=== 所给文本 ===

上一篇Oracle 10g DataGuard学习(一)中简单介绍了DG通用的技术架构原理及相关概念,本篇将逐步细化DG架构介绍DG中redo传输服务及redo应用机制。该篇内容解释起来可能比较难懂,但会尽力,同时会结合Oracle官方文档加以描述!
2-1 重做传输服务(Redo Transport Services–RTS)
在上一篇的1-2节中简单解释了那么主库产生的重做数据即redo如何传输到备库(无论是物理备库还是逻辑备库),这就是此处要讨论的问题:DG重做传输服务(Redo Transport Services–RTS)协调从主库到备库的重做数据传输过程,同时,主库的LGWR进程将重做数据写入到自己的online redo log中。这样解释可能完全不知所云,因此需要一步一步分析解释。由于主库redo传输到备库的方式有两种:一种是主库通过ARCn进程将在本地产生的归档日志传给备库online redo log或是备库的归档地;另一种是主库通过LGWR进程将主库redo log buffer cache redo或是online redo log传输给备库。备库在接收到主库传来的重做数据后开始应用,通过这种方式保持主备库数据同步。以下为Oracle官方文档中对TRS的说明:
Redo transport services control the automated transfer of redo data from a database destination to one or more destinations. Redo transport services also manage the process of resolving any gaps in the archived redo log files due to a network failure.

=== 所给材料 ===

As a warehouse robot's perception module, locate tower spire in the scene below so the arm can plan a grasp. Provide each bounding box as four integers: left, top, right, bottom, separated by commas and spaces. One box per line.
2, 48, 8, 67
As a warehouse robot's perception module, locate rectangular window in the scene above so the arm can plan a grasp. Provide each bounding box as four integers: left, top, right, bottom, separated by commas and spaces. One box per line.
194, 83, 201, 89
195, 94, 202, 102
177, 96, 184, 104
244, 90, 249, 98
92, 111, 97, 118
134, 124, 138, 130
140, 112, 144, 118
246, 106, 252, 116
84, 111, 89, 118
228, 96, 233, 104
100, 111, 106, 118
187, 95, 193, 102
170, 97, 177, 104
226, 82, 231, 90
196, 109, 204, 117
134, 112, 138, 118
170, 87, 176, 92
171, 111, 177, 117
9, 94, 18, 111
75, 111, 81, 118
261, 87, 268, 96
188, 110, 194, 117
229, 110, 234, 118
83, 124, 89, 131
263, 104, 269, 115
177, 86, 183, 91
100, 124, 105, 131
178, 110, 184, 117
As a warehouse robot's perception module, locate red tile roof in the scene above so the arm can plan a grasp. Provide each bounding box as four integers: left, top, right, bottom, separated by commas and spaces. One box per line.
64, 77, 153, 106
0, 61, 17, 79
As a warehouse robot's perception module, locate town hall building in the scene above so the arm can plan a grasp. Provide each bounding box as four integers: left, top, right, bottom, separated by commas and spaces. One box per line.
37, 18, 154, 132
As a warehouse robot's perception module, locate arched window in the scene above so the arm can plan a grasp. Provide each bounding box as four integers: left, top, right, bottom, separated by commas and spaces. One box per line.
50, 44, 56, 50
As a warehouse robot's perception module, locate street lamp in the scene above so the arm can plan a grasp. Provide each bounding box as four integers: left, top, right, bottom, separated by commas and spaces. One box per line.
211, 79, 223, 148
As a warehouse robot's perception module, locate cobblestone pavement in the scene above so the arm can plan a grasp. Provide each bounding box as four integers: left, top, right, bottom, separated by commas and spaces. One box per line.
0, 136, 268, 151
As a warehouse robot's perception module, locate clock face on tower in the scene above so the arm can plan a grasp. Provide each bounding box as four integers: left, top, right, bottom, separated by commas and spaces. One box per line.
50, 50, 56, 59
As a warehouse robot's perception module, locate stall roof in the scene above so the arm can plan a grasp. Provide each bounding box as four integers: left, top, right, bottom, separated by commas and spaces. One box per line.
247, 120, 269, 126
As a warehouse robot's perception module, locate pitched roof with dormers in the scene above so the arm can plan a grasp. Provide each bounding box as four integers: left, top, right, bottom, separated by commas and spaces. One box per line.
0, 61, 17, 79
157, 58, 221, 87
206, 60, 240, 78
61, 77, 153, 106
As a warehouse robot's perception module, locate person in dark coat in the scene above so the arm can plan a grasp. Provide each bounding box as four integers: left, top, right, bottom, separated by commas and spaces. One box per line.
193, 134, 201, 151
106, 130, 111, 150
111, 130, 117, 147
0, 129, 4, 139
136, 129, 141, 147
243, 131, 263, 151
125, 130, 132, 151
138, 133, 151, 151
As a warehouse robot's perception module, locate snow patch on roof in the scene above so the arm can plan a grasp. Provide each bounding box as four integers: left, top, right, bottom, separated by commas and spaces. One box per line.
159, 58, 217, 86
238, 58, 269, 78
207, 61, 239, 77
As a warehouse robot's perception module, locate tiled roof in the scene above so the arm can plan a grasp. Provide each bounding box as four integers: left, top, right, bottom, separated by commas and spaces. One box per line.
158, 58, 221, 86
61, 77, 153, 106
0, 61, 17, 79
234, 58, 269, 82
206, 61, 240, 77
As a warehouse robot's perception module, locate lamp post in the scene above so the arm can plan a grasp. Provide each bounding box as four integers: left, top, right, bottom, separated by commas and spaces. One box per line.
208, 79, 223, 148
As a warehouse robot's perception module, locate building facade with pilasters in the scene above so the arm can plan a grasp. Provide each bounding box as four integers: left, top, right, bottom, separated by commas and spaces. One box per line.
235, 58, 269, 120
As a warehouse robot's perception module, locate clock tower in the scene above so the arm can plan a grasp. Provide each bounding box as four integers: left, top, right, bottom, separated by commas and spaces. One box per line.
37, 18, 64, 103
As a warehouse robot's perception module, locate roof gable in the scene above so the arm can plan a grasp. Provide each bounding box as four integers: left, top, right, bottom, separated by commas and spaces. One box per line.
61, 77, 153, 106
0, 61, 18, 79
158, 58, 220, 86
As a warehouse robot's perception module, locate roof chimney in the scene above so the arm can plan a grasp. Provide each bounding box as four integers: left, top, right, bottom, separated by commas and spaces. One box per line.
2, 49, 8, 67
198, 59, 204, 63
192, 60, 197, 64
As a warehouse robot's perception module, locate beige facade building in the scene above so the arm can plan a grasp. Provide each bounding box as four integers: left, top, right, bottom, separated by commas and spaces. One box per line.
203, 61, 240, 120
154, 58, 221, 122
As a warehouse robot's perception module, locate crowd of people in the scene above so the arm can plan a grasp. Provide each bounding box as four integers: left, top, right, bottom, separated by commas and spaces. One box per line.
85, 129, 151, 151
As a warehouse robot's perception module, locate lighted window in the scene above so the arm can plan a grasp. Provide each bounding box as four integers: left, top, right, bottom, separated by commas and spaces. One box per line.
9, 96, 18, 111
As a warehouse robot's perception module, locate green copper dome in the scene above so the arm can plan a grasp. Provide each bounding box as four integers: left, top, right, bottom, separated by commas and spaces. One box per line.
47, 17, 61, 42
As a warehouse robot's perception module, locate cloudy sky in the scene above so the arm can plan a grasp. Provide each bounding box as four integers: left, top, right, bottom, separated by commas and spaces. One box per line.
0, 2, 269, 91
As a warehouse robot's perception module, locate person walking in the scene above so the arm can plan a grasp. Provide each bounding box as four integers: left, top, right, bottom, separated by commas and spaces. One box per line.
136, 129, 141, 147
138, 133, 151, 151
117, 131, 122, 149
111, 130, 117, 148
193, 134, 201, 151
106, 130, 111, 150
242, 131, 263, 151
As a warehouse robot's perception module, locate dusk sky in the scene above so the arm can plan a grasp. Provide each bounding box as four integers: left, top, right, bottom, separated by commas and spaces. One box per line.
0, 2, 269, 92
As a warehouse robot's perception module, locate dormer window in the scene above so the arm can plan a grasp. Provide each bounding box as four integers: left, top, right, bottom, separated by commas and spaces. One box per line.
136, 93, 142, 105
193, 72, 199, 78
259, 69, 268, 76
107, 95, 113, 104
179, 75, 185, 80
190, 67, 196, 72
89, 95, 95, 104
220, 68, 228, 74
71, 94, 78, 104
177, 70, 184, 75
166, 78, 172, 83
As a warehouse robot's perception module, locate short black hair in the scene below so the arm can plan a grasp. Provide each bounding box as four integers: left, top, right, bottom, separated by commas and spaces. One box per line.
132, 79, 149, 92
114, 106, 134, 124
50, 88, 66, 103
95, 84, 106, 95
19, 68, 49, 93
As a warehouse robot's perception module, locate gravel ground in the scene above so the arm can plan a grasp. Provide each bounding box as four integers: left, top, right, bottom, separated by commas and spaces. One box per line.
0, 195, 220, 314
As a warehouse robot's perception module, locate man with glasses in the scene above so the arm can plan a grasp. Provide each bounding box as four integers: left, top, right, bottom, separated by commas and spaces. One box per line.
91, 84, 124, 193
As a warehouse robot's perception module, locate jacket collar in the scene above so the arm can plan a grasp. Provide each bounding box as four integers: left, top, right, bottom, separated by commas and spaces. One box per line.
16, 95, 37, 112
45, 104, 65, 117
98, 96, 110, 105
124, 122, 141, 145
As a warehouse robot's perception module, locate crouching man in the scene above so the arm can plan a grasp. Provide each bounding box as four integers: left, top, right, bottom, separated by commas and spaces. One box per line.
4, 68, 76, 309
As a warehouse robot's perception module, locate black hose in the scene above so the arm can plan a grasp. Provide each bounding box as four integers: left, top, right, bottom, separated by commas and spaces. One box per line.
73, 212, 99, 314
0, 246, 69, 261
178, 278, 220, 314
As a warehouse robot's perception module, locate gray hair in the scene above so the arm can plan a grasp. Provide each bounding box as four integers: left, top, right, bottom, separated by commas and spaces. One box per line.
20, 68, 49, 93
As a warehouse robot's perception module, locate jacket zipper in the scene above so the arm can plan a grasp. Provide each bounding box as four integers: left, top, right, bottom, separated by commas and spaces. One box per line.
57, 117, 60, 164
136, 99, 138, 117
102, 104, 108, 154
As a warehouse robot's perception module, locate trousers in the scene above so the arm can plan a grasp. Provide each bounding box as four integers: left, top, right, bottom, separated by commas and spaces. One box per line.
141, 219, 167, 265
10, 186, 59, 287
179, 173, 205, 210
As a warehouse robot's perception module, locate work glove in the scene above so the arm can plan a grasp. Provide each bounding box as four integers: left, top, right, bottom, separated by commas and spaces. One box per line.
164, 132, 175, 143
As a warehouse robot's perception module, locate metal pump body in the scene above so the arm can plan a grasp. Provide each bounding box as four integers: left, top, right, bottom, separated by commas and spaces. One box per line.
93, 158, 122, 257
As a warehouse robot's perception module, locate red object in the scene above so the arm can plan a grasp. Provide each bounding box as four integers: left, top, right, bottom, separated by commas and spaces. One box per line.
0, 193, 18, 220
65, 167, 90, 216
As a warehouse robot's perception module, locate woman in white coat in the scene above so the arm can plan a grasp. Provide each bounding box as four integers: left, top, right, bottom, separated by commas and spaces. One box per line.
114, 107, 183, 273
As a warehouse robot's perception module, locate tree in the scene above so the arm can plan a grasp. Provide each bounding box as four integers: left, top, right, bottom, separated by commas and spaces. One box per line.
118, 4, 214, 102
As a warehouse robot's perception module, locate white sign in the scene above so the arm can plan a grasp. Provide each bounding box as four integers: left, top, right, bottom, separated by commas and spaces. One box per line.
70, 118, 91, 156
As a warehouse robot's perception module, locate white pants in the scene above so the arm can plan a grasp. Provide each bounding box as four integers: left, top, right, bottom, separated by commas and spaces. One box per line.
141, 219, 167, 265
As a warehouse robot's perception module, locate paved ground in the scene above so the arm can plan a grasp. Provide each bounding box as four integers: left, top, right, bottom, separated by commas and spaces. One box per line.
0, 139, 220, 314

===

__待完成任务__:
1. 把所给文本中从“2-1 重做传输服务(Redo Transport”开始，一直到“a network failure.”（包括这几个字）为止的部分原样照抄下来。
2. 用两句话概括所给文本的内容。
这些记录在这里用不上。

__完成结果__:
1.
2-1 重做传输服务(Redo Transport Services–RTS)
在上一篇的1-2节中简单解释了那么主库产生的重做数据即redo如何传输到备库(无论是物理备库还是逻辑备库),这就是此处要讨论的问题:DG重做传输服务(Redo Transport Services–RTS)协调从主库到备库的重做数据传输过程,同时,主库的LGWR进程将重做数据写入到自己的online redo log中。这样解释可能完全不知所云,因此需要一步一步分析解释。由于主库redo传输到备库的方式有两种:一种是主库通过ARCn进程将在本地产生的归档日志传给备库online redo log或是备库的归档地;另一种是主库通过LGWR进程将主库redo log buffer cache redo或是online redo log传输给备库。备库在接收到主库传来的重做数据后开始应用,通过这种方式保持主备库数据同步。以下为Oracle官方文档中对TRS的说明:
Redo transport services control the automated transfer of redo data from a database destination to one or more destinations. Redo transport services also manage the process of resolving any gaps in the archived redo log files due to a network failure.

2. DataGuard的重做传输服务负责把主库产生的重做数据传到备库，传输方式有两种：由ARCn进程传送本地产生的归档日志，或由LGWR进程传送redo log buffer或online redo log中的重做数据。备库收到这些数据后加以应用，从而和主库保持同步；按照Oracle官方文档的说法，这项服务还负责解决因网络故障在归档日志中造成的缺口。